### TASK DETAILS
Show every line of the rows below that contains the string "heeled", copied in full. Case counts.

### MATERIALS PROVIDED
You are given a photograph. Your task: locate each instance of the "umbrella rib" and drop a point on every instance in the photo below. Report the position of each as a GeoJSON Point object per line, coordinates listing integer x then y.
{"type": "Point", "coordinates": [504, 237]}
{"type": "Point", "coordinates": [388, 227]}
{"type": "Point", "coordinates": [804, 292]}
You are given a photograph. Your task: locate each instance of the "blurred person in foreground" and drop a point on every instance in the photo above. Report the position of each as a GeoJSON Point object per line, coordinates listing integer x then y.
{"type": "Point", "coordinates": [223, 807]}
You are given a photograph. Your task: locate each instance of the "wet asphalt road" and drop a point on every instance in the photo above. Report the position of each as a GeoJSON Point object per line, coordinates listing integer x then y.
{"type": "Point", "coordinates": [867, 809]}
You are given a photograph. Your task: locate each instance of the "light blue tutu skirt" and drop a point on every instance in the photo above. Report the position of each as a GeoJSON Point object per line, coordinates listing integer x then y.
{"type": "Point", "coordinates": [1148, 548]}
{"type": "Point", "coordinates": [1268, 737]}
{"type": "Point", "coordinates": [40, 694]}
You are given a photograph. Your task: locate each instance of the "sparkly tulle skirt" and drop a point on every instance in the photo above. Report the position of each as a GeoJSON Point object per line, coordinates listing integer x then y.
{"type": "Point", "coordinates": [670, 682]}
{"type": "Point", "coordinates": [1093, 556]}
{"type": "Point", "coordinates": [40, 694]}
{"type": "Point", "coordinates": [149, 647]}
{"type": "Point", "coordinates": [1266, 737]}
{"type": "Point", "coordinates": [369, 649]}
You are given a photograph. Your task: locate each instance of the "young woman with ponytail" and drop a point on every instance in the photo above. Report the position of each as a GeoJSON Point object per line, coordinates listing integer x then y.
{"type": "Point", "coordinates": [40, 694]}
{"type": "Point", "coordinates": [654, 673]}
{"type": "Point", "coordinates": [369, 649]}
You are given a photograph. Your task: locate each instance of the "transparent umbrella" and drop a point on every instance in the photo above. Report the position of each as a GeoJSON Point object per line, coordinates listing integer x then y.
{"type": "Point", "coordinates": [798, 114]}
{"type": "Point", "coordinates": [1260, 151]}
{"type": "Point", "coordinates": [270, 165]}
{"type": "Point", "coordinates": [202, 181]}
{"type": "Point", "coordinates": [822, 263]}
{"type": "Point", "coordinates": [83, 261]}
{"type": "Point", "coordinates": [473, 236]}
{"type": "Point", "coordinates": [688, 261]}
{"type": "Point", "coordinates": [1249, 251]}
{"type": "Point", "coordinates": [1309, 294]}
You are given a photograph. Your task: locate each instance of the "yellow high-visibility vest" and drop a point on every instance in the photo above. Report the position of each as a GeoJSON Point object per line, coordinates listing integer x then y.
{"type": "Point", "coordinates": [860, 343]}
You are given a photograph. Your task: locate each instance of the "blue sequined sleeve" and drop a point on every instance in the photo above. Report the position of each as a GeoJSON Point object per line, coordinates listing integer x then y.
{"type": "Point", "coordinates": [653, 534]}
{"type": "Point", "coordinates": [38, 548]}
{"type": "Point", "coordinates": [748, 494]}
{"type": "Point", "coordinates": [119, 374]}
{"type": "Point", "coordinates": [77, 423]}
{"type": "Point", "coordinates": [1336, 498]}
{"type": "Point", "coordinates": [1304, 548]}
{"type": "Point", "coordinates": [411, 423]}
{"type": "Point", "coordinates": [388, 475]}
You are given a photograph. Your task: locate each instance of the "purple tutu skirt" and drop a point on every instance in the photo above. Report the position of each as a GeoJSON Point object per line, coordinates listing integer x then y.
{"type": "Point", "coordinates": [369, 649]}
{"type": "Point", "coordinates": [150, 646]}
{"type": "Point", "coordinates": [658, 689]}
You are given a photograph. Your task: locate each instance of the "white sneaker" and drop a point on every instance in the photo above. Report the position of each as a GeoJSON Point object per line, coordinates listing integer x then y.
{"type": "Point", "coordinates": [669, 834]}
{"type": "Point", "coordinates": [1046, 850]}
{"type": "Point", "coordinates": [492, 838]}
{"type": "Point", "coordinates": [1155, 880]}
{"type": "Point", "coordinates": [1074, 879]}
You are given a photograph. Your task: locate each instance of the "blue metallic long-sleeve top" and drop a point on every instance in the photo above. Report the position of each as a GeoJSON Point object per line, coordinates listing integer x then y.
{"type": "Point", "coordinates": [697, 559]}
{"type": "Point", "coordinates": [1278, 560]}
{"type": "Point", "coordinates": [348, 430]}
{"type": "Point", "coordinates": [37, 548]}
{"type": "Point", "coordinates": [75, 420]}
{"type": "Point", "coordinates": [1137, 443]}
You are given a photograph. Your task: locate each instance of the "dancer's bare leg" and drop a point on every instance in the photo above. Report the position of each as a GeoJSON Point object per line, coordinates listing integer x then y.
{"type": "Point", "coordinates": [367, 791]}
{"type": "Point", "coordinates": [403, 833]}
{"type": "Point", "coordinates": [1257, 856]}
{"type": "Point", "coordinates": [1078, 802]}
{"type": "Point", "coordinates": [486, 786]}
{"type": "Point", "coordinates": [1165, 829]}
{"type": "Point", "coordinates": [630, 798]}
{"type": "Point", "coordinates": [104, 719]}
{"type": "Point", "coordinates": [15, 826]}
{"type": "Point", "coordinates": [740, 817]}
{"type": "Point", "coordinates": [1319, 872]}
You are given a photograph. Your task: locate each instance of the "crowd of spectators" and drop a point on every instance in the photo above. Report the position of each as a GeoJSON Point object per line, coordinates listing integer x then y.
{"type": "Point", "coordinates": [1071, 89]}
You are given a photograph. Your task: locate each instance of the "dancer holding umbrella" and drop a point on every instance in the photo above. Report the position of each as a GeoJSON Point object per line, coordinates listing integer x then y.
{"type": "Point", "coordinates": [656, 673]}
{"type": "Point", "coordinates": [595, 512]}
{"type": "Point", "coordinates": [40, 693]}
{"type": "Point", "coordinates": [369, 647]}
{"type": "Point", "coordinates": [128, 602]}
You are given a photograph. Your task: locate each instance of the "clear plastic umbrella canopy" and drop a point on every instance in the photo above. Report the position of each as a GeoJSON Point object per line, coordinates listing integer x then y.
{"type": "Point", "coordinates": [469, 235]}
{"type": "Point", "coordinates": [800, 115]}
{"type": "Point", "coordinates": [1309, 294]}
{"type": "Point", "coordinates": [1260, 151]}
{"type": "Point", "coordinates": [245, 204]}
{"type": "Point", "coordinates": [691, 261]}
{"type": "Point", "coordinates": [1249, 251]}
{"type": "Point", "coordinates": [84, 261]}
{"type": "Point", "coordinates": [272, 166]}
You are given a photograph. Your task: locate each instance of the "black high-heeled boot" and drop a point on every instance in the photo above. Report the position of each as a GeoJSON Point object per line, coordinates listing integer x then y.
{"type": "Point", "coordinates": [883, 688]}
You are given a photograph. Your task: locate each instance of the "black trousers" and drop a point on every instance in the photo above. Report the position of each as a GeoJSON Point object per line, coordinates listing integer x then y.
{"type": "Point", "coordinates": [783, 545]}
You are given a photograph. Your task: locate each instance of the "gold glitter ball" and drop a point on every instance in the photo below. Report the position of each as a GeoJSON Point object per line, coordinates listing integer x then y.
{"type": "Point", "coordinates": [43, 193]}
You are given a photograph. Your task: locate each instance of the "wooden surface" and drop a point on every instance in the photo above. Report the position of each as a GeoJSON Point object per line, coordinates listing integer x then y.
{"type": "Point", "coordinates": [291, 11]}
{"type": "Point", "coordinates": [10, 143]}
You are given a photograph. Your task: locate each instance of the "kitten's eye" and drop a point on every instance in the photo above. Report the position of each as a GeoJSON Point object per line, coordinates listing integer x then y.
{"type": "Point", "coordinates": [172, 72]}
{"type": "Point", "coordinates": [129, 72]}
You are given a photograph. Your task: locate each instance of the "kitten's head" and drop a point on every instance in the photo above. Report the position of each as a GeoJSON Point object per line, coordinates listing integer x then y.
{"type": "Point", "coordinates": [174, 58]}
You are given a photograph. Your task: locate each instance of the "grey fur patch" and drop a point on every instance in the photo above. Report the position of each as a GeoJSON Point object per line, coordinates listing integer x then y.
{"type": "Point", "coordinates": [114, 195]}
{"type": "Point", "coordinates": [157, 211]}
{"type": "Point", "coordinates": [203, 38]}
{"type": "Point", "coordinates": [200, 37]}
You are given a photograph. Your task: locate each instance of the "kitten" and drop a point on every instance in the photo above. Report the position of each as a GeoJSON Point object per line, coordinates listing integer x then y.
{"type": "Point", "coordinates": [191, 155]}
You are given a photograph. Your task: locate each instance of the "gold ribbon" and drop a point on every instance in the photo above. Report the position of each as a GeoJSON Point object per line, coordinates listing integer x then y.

### RESULT
You are given a photograph. Your task: locate each instance of the "black high-heeled boot" and drop a point on every instance in the photo above. Report the position of each as a GeoJSON Point object per line, coordinates listing integer x then y.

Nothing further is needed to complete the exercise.